# Activity
Each line from the one containing "like [(239, 464)]." through the last line of the records below is to be set down exactly; the rest stays out.
------ Records to use ------
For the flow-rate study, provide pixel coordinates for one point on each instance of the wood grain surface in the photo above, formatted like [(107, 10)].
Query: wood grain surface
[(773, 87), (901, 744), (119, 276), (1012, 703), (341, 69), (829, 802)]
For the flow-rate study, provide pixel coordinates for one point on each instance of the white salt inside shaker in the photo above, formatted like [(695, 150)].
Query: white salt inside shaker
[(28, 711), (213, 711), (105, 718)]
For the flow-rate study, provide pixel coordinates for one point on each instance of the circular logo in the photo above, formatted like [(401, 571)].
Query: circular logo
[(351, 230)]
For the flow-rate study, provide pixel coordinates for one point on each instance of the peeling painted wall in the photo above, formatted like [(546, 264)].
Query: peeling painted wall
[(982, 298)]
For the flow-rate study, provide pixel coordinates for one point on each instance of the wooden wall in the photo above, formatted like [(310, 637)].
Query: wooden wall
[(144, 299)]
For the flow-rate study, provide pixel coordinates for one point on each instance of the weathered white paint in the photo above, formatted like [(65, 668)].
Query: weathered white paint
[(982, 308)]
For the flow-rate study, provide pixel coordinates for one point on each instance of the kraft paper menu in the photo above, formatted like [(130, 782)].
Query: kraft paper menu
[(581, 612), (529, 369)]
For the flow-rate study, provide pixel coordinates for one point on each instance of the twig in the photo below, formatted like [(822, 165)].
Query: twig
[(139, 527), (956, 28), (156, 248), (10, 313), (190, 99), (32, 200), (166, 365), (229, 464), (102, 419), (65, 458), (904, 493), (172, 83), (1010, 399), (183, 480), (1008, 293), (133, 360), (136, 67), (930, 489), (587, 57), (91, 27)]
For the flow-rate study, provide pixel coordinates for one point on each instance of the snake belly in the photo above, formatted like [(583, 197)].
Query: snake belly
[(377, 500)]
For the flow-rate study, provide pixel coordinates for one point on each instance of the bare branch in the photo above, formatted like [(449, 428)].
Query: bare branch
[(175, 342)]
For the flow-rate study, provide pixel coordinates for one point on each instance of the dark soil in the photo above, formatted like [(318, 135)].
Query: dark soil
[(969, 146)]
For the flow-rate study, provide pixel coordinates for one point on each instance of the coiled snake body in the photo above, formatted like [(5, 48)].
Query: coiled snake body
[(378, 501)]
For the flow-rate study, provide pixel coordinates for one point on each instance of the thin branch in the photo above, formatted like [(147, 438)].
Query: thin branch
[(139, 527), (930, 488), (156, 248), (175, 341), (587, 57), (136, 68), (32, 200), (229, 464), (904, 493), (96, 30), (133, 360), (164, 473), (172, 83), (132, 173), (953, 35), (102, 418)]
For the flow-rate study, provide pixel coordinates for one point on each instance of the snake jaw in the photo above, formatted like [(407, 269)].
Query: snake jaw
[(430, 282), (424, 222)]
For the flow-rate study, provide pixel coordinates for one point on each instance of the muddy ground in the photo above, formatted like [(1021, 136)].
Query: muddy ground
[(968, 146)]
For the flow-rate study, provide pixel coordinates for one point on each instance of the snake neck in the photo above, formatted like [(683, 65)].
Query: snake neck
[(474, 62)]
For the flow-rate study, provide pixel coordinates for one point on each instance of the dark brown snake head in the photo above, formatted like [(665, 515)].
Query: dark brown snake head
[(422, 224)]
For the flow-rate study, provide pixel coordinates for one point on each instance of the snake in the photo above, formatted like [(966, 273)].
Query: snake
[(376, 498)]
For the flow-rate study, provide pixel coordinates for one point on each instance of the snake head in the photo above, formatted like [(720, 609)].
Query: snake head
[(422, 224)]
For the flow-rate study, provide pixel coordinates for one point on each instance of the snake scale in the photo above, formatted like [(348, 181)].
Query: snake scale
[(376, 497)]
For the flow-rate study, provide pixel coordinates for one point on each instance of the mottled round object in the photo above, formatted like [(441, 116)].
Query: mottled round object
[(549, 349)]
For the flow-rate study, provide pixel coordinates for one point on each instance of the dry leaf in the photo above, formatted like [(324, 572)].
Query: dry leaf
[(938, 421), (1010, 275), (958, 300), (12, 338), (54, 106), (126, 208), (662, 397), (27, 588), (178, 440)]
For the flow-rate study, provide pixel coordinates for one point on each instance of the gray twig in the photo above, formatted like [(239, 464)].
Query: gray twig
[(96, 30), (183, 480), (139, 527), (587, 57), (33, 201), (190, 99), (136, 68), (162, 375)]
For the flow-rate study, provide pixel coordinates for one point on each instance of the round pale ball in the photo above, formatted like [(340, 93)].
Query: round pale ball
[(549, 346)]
------
# Task output
For the flow-rate study, provide pixel coordinates for one point on each instance of the gray twig in the photo above, formatted like [(239, 464)].
Query: gray twig
[(96, 30), (183, 480), (139, 527), (587, 57), (33, 201), (190, 99), (136, 68), (162, 375)]
For the flow-rate study, provide pixel coordinates for one point on each instance of the round pale ball in the photo above, formatted like [(340, 93)].
Query: round pale ball
[(549, 346)]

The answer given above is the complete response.